* Problem to solve *
Tally the lines of the material below: how many contain the string "face", with case counting? Reply with the number alone.

::: Provided records :::

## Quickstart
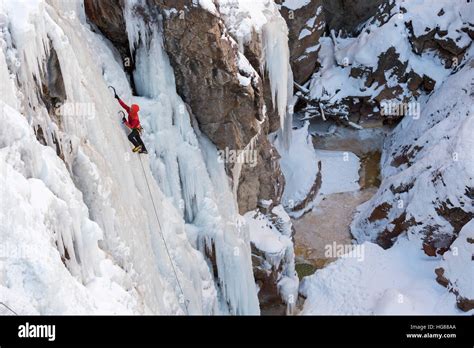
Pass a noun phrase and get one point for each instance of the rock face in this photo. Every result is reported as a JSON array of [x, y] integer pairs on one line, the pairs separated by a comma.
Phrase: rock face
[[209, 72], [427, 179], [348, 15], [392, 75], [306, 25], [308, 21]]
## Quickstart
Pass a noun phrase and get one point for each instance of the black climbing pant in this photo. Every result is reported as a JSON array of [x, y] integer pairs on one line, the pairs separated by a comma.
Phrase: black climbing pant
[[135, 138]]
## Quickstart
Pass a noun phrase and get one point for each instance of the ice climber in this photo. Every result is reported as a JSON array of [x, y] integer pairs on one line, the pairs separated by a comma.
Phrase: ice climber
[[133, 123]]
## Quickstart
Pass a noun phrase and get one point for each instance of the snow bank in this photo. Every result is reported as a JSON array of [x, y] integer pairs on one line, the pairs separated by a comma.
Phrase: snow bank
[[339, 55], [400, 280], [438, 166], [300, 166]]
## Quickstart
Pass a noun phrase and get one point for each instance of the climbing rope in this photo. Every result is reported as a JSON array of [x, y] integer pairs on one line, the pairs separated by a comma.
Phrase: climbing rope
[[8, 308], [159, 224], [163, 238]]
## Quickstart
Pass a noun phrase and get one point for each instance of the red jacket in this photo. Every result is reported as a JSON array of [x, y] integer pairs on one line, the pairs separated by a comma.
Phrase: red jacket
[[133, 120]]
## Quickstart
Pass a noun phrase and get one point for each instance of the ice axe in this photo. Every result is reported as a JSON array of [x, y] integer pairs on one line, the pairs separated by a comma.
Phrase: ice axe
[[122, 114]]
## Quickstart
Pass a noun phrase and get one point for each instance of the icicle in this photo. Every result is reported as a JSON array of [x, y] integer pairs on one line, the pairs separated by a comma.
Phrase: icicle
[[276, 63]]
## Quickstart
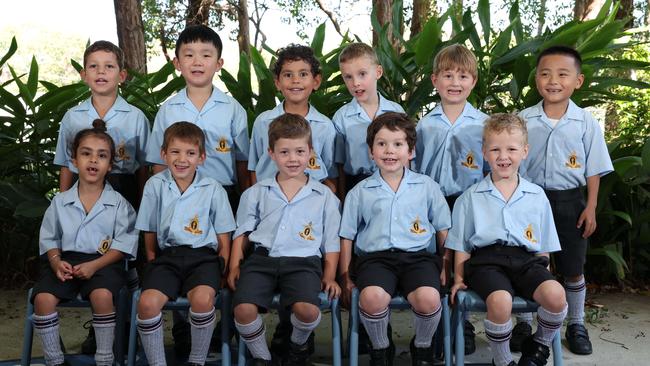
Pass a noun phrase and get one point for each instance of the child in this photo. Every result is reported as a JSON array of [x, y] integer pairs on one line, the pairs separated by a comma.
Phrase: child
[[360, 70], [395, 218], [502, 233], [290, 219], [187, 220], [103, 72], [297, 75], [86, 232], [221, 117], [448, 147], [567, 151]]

:::
::: Provided records :::

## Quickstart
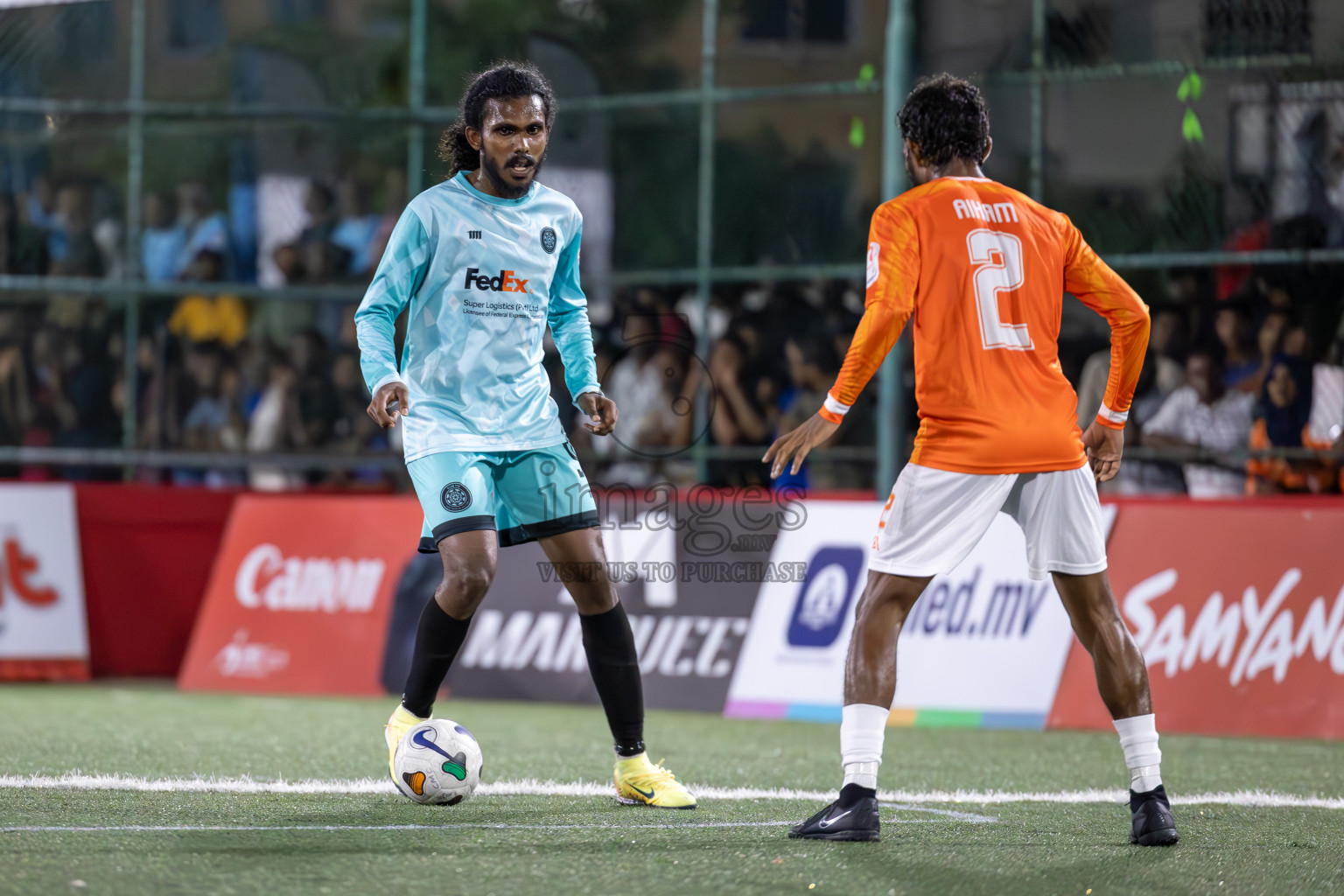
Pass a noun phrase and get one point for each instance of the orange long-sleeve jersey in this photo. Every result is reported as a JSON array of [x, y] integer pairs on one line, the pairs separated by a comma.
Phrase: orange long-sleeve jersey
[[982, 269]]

:::

* Right answer *
2